• _Source passage_:
Kubernetes has the huge day-1 problem, that it doesn't solve all of your problems. The hard stuff like networking and distributed storage are hook-in APIs. That's fine on Google's cloud where all the other stuff is there and was developed with these interfaces in mind, so all the endpoints are there. But most companies don't work in GCP/AWS alone. The moment you come on-premise you see that kubernetes only does 25% of what it needs to do to get the job done.

So, oyu have this tool who already lacks 75% in its original design and it tries to overcome this by adding more stuff. Then you combine this with a prematurely hyped community who just adds more stuff to solve problems that are solved, that don't need to get solved or that aren't problems, just to get their own names and logos into what's out there.

These two are patterns that make it very clear that it is impossible for Kubernetes to ever become a lean, developer friendly tool. But it's a great environment to make money already, I can tell you. And I think maybe that was the main goal from the beginning.

GauntletWizard · on May 1, 2018

There's some truth and some wistful hope in your post; In my time at Google, the only thing that was anything like these "Operators" was what was developed by the MySQL SRE team, which was great but they also admitted it was a bit "round peg, square hole". There's a shared persistence layer that hasn't quite shown up yet; you need a low-latency POSIX filesystem and a throughput-heavy non-POSIX system (Chubby and GFS in the Borg world/Etcd and ??? in k8s). Not having the ability to work with persistent, shared objects is the biggest detriment to the ecosystem. S3 sorta works if you're in AWS, GCE supports Bigtable and etc

jacques_chester · on May 1, 2018

Operations is always more complex than folk expect it to be and product evolution typically reflects that. Kubernetes was simple because it couldn't miraculously teleport to do all the things ever-larger clusters require of it.

We forever rush to the limits of current technology and then blame the technology.

• _Exercise description_: Extract the stretch of the Kubernetes discussion from "So, oyu have" through "what's out there.", copying it word for word.

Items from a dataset
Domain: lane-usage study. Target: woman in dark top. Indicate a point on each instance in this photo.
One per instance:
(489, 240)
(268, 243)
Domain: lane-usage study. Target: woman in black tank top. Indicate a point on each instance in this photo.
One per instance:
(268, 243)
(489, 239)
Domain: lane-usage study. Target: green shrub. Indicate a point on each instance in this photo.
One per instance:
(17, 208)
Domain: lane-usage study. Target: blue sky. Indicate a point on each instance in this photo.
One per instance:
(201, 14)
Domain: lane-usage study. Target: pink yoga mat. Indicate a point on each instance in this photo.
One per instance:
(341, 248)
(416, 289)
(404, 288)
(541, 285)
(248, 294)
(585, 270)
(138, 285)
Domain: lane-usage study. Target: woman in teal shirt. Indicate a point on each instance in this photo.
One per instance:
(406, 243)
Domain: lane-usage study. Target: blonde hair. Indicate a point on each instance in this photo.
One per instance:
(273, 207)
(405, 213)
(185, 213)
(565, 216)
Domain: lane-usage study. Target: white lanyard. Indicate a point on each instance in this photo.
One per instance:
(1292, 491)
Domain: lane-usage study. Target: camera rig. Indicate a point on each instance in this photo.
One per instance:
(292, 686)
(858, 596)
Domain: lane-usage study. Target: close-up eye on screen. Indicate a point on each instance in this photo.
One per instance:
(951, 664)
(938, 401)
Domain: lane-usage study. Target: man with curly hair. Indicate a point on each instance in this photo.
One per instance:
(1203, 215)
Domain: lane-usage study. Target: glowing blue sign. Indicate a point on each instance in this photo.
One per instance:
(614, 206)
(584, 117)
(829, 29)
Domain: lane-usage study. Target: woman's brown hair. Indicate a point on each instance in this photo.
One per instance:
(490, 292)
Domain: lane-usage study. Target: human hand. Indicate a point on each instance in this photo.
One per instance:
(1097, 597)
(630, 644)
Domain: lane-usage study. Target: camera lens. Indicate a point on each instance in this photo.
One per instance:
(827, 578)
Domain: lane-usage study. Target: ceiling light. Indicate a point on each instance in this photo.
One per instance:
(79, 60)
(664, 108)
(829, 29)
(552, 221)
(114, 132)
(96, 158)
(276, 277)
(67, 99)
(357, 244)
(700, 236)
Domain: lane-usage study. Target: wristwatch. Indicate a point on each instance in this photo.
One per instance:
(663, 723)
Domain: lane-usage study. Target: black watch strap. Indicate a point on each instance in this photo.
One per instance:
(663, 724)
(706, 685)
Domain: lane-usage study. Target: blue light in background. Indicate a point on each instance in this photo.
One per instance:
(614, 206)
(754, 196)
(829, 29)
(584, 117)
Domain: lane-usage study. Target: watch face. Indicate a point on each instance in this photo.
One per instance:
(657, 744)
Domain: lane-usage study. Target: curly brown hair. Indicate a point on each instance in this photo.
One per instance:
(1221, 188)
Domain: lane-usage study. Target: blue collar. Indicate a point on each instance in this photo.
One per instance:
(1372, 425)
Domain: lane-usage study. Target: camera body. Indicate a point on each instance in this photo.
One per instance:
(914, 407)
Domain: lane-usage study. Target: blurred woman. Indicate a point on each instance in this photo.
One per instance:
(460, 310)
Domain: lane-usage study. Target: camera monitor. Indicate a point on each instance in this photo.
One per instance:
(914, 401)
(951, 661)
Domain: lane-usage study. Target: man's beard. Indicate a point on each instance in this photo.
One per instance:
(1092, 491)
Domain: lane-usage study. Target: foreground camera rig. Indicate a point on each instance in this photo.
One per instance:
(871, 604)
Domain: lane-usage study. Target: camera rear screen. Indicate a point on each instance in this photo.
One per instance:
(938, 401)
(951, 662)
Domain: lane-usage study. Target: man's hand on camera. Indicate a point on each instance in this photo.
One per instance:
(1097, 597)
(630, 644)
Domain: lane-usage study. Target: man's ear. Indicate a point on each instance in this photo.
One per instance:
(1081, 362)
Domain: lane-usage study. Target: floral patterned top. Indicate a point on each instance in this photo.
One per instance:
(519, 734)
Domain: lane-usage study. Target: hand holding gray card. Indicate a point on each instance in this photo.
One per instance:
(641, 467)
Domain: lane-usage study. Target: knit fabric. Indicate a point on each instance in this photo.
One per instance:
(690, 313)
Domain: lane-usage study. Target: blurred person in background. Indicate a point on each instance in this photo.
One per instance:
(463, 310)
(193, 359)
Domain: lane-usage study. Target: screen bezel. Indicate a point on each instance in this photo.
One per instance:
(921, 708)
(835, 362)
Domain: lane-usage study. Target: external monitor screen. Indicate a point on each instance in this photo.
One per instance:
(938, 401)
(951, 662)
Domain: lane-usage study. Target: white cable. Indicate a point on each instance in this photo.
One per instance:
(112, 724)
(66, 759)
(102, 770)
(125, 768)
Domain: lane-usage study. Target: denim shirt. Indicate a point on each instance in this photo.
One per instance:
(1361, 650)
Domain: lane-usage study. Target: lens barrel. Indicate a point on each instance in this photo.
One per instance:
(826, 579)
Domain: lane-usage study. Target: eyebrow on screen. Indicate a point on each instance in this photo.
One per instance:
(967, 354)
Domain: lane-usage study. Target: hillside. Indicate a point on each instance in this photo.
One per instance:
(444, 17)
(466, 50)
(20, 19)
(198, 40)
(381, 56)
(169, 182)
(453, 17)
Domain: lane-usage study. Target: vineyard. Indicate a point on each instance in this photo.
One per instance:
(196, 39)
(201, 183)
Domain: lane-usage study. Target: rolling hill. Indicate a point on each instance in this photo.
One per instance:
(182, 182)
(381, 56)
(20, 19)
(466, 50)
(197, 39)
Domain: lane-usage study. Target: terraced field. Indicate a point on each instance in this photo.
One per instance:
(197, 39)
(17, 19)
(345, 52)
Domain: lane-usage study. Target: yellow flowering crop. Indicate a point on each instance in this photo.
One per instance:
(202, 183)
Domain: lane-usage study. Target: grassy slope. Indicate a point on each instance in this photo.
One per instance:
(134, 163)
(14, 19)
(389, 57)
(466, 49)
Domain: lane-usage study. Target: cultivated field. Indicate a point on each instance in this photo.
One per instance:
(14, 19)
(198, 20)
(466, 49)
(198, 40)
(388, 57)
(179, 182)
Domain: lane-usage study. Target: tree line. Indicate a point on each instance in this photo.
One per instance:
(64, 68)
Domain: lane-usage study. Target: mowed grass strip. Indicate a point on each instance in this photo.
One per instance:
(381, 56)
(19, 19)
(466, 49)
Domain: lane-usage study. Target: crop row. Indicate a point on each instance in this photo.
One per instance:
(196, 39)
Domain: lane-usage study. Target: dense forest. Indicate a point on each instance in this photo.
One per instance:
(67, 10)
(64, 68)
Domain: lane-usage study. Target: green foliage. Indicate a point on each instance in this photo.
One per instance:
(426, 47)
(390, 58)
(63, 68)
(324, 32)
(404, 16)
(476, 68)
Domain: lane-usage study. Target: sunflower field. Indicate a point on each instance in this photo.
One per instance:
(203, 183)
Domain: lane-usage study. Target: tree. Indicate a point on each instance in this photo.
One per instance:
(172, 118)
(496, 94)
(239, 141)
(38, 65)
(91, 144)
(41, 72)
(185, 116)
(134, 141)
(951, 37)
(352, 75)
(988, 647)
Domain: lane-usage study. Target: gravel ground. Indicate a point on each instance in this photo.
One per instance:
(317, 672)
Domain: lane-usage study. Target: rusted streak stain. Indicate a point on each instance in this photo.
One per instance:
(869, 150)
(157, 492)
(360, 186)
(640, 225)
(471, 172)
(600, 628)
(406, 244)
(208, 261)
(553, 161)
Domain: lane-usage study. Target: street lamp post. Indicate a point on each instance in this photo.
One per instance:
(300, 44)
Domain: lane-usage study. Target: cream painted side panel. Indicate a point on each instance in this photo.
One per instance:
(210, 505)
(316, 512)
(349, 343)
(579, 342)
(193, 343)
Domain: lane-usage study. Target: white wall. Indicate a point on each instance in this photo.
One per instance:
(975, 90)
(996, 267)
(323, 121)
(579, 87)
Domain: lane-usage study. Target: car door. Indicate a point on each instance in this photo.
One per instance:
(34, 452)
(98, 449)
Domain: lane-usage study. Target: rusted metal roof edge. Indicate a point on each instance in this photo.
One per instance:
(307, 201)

• _Solution_:
So, oyu have this tool who already lacks 75% in its original design and it tries to overcome this by adding more stuff. Then you combine this with a prematurely hyped community who just adds more stuff to solve problems that are solved, that don't need to get solved or that aren't problems, just to get their own names and logos into what's out there.